**Extrait du texte:**
# # # #
La théorie du ruissellement

Cette fois-ci, c’est sûr : ce sera un plan social. Pour Robert et la centaine de salariés du chantier, la prochaine étape ce sera le licenciement économique, Pôle Emploi et bien peu d’espoir de retrouver du travail dans la même branche : des chantiers spécialisés dans les yachts de luxe, il n’y en a pas des masses et, dans quelques jours, il y en aura un de moins.

Pour Robert, il n’y a aucun doute : cette faillite, c’est à cause de la mondialisation et du néolibéralisme ; un symbole de la désindustrialisation ; encore un savoir-faire qui se perd à cause de ces élites incapables de prendre leurs responsabilités. Une fois de plus, lui et ses collègues ont été trahis par ce gouvernement pseudo-socialiste. Robert s’en doutait. C’est pour ça qu’il avait pris sa carte au Parti de Gauche.

Pourtant, Robert en est certain, sauver le chantier, c’était possible ; ce n’était qu’une question de volonté politique ; il suffisait de prendre l’argent où il se trouve : dans les poches des riches.

Salauds de riches !

S’il y a une idée qui a le don de mettre Robert en rage, c’est cette fumisterie de théorie du ruissellement. C’est un camarade du parti qui lui a expliqué. La théorie du ruissellement, c’est un peu comme la main invisible, mais en pire : c’est l’idée selon laquelle les riches réinjectent leur argent dans l’économie réelle en consommant ou en investissant. C’est comme ça qu’ils s’y sont pris pour ne pas être taxés comme ils auraient dû l’être. Ah oui ! On la voit bien la théorie du ruissellement maintenant !

Ça a commencé il y a un peu plus de trois ans, quand le patron du chantier a commencé à leur raconter que les affaires se portaient mal. « Les ventes se sont effondrées de 75% en deux ans » qu’il disait, « on est dans le rouge » qu’il rajoutait, « on va devoir se serrer la ceinture » qu’il concluait. Alors, bien sûr, Robert et ses collègues avaient dû avaler toutes les couleuvres possibles et imaginables : gel des embauches, gel des salaires et même du chômage partiel. Vous parlez d’un ruissellement !

Et quand ça a empiré, qu’est-ce qu’il a fait le patron ? Du ruissellement ? Eh bien non : il a voulu jeter l’éponge et fermer purement et simplement le chantier. Il a voulu laisser une centaine de travailleurs sur le carreau pour éviter que ça ne ruisselle trop.

C’est à ce moment que le commissaire de Montebourg est arrivé avec son soi-disant « repreneur ». Un type qui, paraît-il, travaillait pour fonds-vautour et qui avait passé plusieurs jours à se pavaner sur le site en faisant semblant de s’intéresser au chantier. La comédie a durée deux semaines jusqu’à ce que le commissaire vienne leur annoncer piteusement que le vautour, lui-aussi, avait laissé tomber. Le marché, ceci, cela, les taxes sur les plus-values qui font fuir les investisseurs… Bref, pas de profits pour les charognards et, là encore, pas de ruissellement ! Salauds de riches !
# # # #
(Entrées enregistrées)
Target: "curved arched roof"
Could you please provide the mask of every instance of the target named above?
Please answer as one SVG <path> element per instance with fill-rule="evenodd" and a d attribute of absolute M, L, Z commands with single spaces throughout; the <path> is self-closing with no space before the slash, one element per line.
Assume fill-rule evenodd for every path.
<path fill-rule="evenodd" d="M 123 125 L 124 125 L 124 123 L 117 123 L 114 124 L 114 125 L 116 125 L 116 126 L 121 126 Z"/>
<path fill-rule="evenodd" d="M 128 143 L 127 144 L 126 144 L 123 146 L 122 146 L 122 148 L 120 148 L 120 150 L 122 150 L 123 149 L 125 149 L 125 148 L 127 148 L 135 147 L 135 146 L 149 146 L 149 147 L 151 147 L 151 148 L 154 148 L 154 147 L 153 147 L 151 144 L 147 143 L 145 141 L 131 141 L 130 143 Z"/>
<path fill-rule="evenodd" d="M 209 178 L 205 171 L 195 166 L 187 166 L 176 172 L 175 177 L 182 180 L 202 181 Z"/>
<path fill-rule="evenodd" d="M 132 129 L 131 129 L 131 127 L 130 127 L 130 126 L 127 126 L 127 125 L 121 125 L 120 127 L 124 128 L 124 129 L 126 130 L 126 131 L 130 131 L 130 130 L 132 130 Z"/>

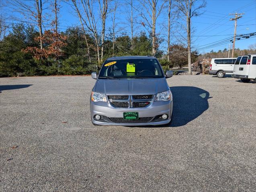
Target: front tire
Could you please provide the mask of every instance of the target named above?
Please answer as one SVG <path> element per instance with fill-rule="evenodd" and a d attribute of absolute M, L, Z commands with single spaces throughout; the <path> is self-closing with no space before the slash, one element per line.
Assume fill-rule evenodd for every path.
<path fill-rule="evenodd" d="M 250 81 L 250 79 L 241 79 L 241 80 L 242 81 L 242 82 L 243 83 L 248 83 Z"/>
<path fill-rule="evenodd" d="M 220 71 L 217 73 L 217 75 L 218 78 L 223 78 L 225 76 L 225 74 L 223 71 Z"/>

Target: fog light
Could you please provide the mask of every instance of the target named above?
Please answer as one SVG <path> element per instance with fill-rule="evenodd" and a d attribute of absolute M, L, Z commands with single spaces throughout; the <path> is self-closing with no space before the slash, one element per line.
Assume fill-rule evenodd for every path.
<path fill-rule="evenodd" d="M 94 118 L 96 119 L 97 120 L 98 120 L 100 119 L 100 116 L 99 115 L 95 115 Z"/>
<path fill-rule="evenodd" d="M 167 116 L 167 115 L 166 114 L 164 114 L 162 115 L 162 118 L 164 119 L 167 119 L 167 117 L 168 117 L 168 116 Z"/>

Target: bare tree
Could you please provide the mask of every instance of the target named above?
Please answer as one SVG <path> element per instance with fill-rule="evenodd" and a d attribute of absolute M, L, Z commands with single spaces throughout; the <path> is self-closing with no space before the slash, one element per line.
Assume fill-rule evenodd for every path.
<path fill-rule="evenodd" d="M 169 0 L 169 7 L 168 8 L 168 40 L 167 40 L 167 60 L 170 61 L 170 32 L 171 30 L 171 6 L 172 6 L 172 0 Z"/>
<path fill-rule="evenodd" d="M 54 0 L 54 13 L 55 15 L 54 24 L 55 24 L 55 30 L 56 32 L 58 32 L 58 17 L 57 14 L 59 11 L 59 8 L 57 6 L 57 0 Z"/>
<path fill-rule="evenodd" d="M 129 17 L 127 18 L 129 24 L 130 26 L 131 27 L 131 50 L 133 50 L 134 45 L 133 45 L 133 35 L 134 34 L 134 16 L 133 16 L 133 10 L 134 8 L 133 6 L 133 0 L 130 0 L 130 2 L 127 1 L 127 6 L 130 8 L 128 8 L 127 12 L 130 13 L 129 14 Z"/>
<path fill-rule="evenodd" d="M 105 26 L 106 25 L 106 18 L 108 10 L 108 0 L 103 0 L 102 8 L 100 4 L 100 0 L 98 0 L 100 10 L 100 16 L 102 22 L 102 31 L 101 32 L 101 56 L 100 61 L 102 62 L 104 52 L 104 42 L 105 41 Z"/>
<path fill-rule="evenodd" d="M 40 41 L 40 48 L 43 49 L 42 13 L 43 6 L 47 2 L 47 0 L 12 0 L 9 2 L 10 5 L 16 12 L 18 12 L 25 17 L 36 22 L 39 29 L 39 35 L 41 38 Z"/>
<path fill-rule="evenodd" d="M 203 0 L 200 4 L 195 7 L 195 4 L 199 0 L 176 0 L 178 8 L 186 18 L 188 44 L 188 74 L 190 75 L 192 74 L 191 63 L 191 20 L 193 16 L 199 15 L 200 14 L 198 12 L 199 10 L 205 7 L 206 5 L 205 1 Z"/>
<path fill-rule="evenodd" d="M 77 3 L 77 0 L 72 0 L 76 11 L 78 15 L 78 17 L 80 20 L 81 24 L 83 25 L 84 24 L 89 31 L 91 32 L 93 35 L 96 45 L 97 59 L 98 63 L 100 63 L 103 56 L 104 48 L 102 48 L 102 47 L 104 46 L 104 44 L 105 24 L 107 10 L 107 0 L 103 0 L 102 5 L 101 5 L 100 0 L 98 0 L 100 7 L 100 17 L 102 24 L 102 28 L 101 30 L 98 30 L 98 20 L 95 19 L 95 18 L 97 19 L 98 17 L 93 11 L 93 0 L 80 0 L 82 10 L 81 10 L 78 6 Z M 99 31 L 100 31 L 99 33 L 98 32 Z M 101 59 L 100 57 L 100 39 L 101 39 L 102 41 Z"/>
<path fill-rule="evenodd" d="M 5 18 L 2 14 L 0 15 L 0 40 L 3 39 L 7 31 L 9 26 L 4 22 Z"/>
<path fill-rule="evenodd" d="M 144 22 L 141 22 L 141 24 L 152 36 L 152 54 L 153 56 L 156 55 L 157 47 L 156 34 L 156 20 L 167 0 L 143 0 L 141 2 L 143 8 L 141 9 L 140 15 L 145 21 Z M 159 6 L 158 6 L 158 2 L 161 2 Z M 142 10 L 145 10 L 145 12 Z M 149 19 L 149 18 L 151 19 Z"/>
<path fill-rule="evenodd" d="M 82 27 L 82 29 L 83 31 L 83 32 L 84 33 L 84 39 L 85 40 L 85 42 L 86 44 L 86 47 L 87 48 L 87 54 L 88 54 L 88 58 L 89 59 L 89 61 L 90 62 L 91 62 L 90 55 L 90 46 L 89 46 L 89 44 L 88 43 L 88 41 L 87 40 L 87 38 L 86 37 L 86 32 L 84 29 L 84 23 L 83 22 L 83 20 L 85 20 L 84 18 L 82 17 L 82 16 L 81 15 L 80 11 L 78 8 L 78 7 L 76 3 L 76 1 L 75 0 L 72 0 L 72 2 L 73 3 L 74 5 L 74 9 L 75 10 L 76 13 L 78 14 L 78 16 L 79 18 L 79 20 L 80 21 L 80 23 L 81 23 L 81 26 Z"/>
<path fill-rule="evenodd" d="M 113 23 L 112 32 L 113 33 L 113 38 L 112 40 L 112 41 L 113 42 L 113 44 L 112 46 L 112 49 L 113 50 L 113 56 L 114 55 L 114 54 L 115 54 L 115 29 L 117 25 L 116 23 L 115 23 L 116 12 L 117 11 L 117 8 L 118 6 L 118 3 L 117 2 L 115 2 L 113 10 L 113 15 L 111 16 L 111 19 L 112 20 Z"/>

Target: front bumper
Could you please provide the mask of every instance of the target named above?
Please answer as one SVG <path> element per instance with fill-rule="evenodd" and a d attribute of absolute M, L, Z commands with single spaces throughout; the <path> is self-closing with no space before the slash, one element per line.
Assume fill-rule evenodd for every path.
<path fill-rule="evenodd" d="M 171 120 L 172 113 L 172 101 L 153 102 L 145 107 L 134 108 L 117 108 L 111 105 L 108 102 L 92 102 L 90 103 L 91 118 L 94 124 L 102 125 L 121 125 L 124 126 L 140 126 L 159 125 L 167 124 Z M 138 112 L 139 118 L 152 117 L 152 120 L 143 123 L 115 123 L 110 120 L 109 118 L 123 118 L 124 112 Z M 168 118 L 166 120 L 154 121 L 154 117 L 167 114 Z M 107 120 L 102 121 L 94 118 L 95 115 L 106 117 Z"/>
<path fill-rule="evenodd" d="M 236 75 L 235 74 L 233 74 L 233 77 L 235 78 L 242 78 L 242 79 L 248 79 L 248 75 Z"/>

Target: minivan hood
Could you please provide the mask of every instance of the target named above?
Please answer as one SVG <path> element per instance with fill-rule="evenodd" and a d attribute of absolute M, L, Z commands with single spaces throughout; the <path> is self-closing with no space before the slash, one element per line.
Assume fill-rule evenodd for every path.
<path fill-rule="evenodd" d="M 97 80 L 93 91 L 109 95 L 152 95 L 170 89 L 165 78 Z"/>

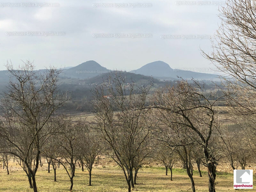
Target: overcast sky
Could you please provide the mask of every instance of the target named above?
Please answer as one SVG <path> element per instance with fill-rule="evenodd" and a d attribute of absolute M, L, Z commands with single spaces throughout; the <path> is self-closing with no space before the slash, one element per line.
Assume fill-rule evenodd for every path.
<path fill-rule="evenodd" d="M 215 68 L 200 49 L 211 51 L 224 1 L 6 1 L 0 0 L 0 70 L 8 60 L 28 60 L 37 69 L 88 60 L 127 71 L 158 60 L 173 68 Z"/>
# # # #
**Énoncé 1:** Dans le texte sur la théorie du ruissellement, de combien le patron du chantier dit-il que les ventes ont chuté en deux ans ?
**Énoncé 2:** Rédigez la suite du texte sur la théorie du ruissellement à partir de son dernier paragraphe.
Les enregistrements forment un matériau à part, distinct du texte.

**Réponse 1:** Selon le patron, les ventes se sont effondrées de 75 % en deux ans.

**Réponse 2:**
Les poches des riches

Demain, le chantier livrera son dernier yacht. Un bijou. Robert et ses collègues y ont passé six mois et tous s’accordent à penser que c’est une de leurs plus belles réalisations. Le client, un riche Américain qui travaille à Wall Street, est passé hier après-midi avec sa femme après avoir déjeuné dans un des meilleurs restaurants du coin. Il est arrivé au volant d’une Jaguar qui suffisait à peine à contenir les emplettes matinales de sa femme – Dior, Cartier, Chanel… – et a demandé à jeter un œil sur les dernières finitions qu’il avait commandé.

Perdu dans ses pensées, Robert n’a pu s’empêcher de noter que cette Jaguar sortait des usines anglaises qui font vivre pas moins de dix mille employés dans les Midlands. Par association d’idées, il a pensé aux serveurs, aux cuisiniers et au sommelier du restaurant dans lequel l’Américain avait déjeuné ; si ça se trouve, il y a commandé une bonne bouteille et permis à un viticulteur du Bordelais d’augmenter ses ventes. Son esprit a aussi évoqué les milliers de nos compatriotes qui travaillent pour Dior, Cartier ou Chanel, le couturier parisien qui a confectionné le costume de l’Américain et – de proche en proche – les millions de gens que ce genre de clients font vivre ; à commencer, bien sûr, par Robert lui-même et ses collègues.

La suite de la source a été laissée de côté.